::: PAGE EXTRACT :::

A woman asked me this question the other day – am I likely to get a divorce on fault, or should I just negotiate an agreement – and I thought it was a good one. It’s one I’ve answered before, but never in those exact words, and I do think that its worth looking at the question again, in case your case has you wondering the exact same thing.
In general, it’s clear that the choices you make at the beginning of your case are going to impact how long your divorce takes, how much it costs, and what kinds of results you’ll be able to achieve. Not to put too fine a point on it, but that means that decisions you make now are among the most important decisions you’ll make in your entire case.
So, I propose that you start at the end. What are your goals? What do you want this to look like? What kinds of results do you hope to achieve? Write them down. Don’t be afraid to cross things out or add things in or even to bring them into your therapist’s office to discuss.
I think, though, for most people, it boils down to a couple of key points:
1. Get what I need financially to survive.
2. Take care of my children; allow me the space to be the kind of mother I want to be.
3. Spend as little as possible on attorney’s fees.
4. Put me and my children in a place to thrive post-divorce.
Am I right? It’s possible that you could have a few revisions or additions to this list, but I think those are the key points. And I think it’s helpful, then, to work backwards and figure out what the best course of action is for you.
Spoiler: Though there are commonalities in almost every case, the route to get to where you want to be might not be the same as the next person’s. The answer in one case might be a litigated divorce; the answer in another might be negotiating a separation agreement. That’s okay.
Fault Based Virginia Divorces
If you file a divorce based on fault, you’re headed towards a trial. There’s no way to get a divorce using fault based grounds without a trial, because you have to prove to a certain statutory standard that those grounds exist.
For adultery, sodomy, and buggery, that standard is ‘clear and convincing’ evidence, which is just below the ‘beyond a reasonable doubt’ standard used in criminal cases. For the rest of the fault based grounds – cruelty, apprehension of bodily hurt, desertion, abandonment, and felony conviction – it’s a ‘preponderance of the evidence’, which means that 50.01% probability would be sufficient.
So, in other words, at your trial, you’ll have to litigate BOTH your grounds, and how you want your assets and liabilities divided. Fault based divorces are generally among the most expensive and time consuming divorces out there, so that’s just something to be aware of.
There’s no such thing as a separation agreement where you admit or agree to use fault based grounds.
There’s no other way to get a fault based divorce than to litigate. A no fault divorce can be either contested (meaning that it goes to trial, but you wouldn’t have to formally litigate your grounds, since it’s based on your period of separation), or uncontested, meaning that you’ve signed a separation agreement. There’s no such thing as an agreement where you agree to use or admit to fault based grounds, and then get a divorce using them. You will have to go to court, and have to meet the required level of proof.
But, at the same time, even most cases filed on fault will settle before the trial.

::: RECORDS SHOWN :::

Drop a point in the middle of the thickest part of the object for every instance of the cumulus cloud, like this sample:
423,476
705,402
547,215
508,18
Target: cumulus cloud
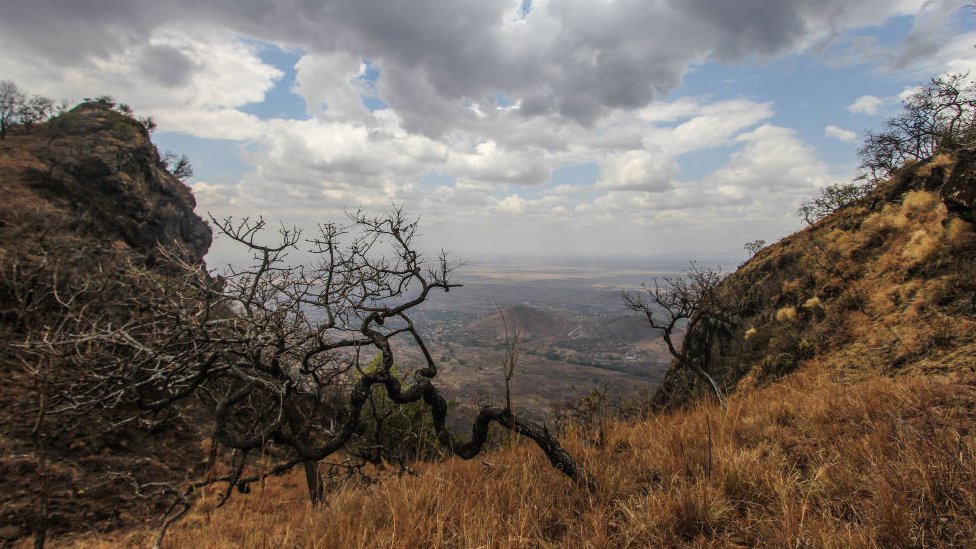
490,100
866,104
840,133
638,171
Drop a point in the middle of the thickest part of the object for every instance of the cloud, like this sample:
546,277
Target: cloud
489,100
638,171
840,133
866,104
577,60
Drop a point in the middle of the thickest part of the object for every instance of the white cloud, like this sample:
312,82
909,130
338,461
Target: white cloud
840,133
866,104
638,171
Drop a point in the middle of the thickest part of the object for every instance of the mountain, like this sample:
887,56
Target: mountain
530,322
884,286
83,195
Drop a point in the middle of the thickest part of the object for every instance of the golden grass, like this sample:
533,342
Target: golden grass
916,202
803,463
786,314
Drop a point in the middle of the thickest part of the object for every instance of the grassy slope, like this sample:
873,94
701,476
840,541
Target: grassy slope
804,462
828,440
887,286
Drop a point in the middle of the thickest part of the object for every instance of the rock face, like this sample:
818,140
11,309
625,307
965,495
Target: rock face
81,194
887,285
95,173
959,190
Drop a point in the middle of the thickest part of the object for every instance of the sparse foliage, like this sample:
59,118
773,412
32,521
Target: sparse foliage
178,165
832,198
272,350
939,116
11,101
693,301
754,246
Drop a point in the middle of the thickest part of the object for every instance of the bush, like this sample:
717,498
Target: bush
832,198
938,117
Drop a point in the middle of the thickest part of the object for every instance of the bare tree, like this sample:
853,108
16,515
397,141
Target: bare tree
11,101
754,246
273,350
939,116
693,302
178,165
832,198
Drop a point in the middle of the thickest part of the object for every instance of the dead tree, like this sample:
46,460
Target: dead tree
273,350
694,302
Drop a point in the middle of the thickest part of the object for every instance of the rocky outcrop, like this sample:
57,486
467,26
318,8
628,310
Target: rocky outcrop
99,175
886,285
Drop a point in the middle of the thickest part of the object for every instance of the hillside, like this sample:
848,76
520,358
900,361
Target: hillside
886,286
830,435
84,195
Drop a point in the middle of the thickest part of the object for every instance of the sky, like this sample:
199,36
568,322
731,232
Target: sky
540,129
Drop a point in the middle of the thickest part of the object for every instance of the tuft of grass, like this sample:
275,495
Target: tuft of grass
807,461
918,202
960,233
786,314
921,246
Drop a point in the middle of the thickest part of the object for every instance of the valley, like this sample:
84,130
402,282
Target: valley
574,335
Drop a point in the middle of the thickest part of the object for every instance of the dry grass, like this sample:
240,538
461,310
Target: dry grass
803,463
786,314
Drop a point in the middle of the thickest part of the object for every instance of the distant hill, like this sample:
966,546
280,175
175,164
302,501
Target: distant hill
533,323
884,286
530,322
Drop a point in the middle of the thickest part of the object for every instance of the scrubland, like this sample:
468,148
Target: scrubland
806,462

:::

> _EXERCISE DIRECTIONS_: Continue the article on fault-based versus negotiated divorce in Virginia, starting right after its last sentence. The listing comes from a separate source and has no connection to the divorce article.

> _ANSWER_:
A full divorce trial is unusual. Getting a divorce on fault based grounds is unusual. In most cases, the parties settle at some point before trial.
Why? Well, for a number of reasons. For one thing, litigating is expensive (and for what?). For another, when you go to trial, you leave the ultimate outcome in the hands of a judge. It’s really, really scary to imagine some of the most intimate details of your life coming out in open court, let alone letting a judge pass judgment and divide all the assets and liabilities you spent most of your adulthood accumulating. When you negotiate, you have a lot more control over how your assets and liabilities will be divided.
Why might I file on fault, if things will probably settle anyway?
So why the heck would you even bother, right? Why not just start with negotiating a separation agreement? While you certainly could – and many people do – there may be a reason to file on fault first, even if you know (or hope!) you’ll likely settle.
1. You don’t know the scope of the assets and liabilities.
2. He won’t pay you child or spousal support, and you have no means of funding the divorce at all.
3. He refuses to sign an agreement.
Even though it’s probably pretty unlikely that you’ll go all the way to trial, if one of these things is an issue, you might want to start out with filing, because you can have a pendente lite hearing, you can conduct discovery, and you can show him what litigation looks and feels like (which will likely make him more amenable to an agreement).
Should I just start with a separation agreement?
A lot of people start with a separation agreement! Many never have to go any further, because they’re able to negotiate a result.
If funds are limited, or if he’s abusive, I wouldn’t waste too much time negotiating if he just keeps moving the finishing line – it may be that he’s trying to outspend you, and leave you without the money to pursue anything else.
It may be that you want to attempt a draft of an agreement and, if he doesn’t agree, go ahead and file. Oftentimes, dealing with the courts – and attorneys – will cause formerly unreasonable parties to start to work together towards an agreement.
It’s totally up to you, but there’s no ‘one size fits all’ in divorce. Talk it over with your attorney, in light of your goals and priorities, and come up with a plan that meets your needs.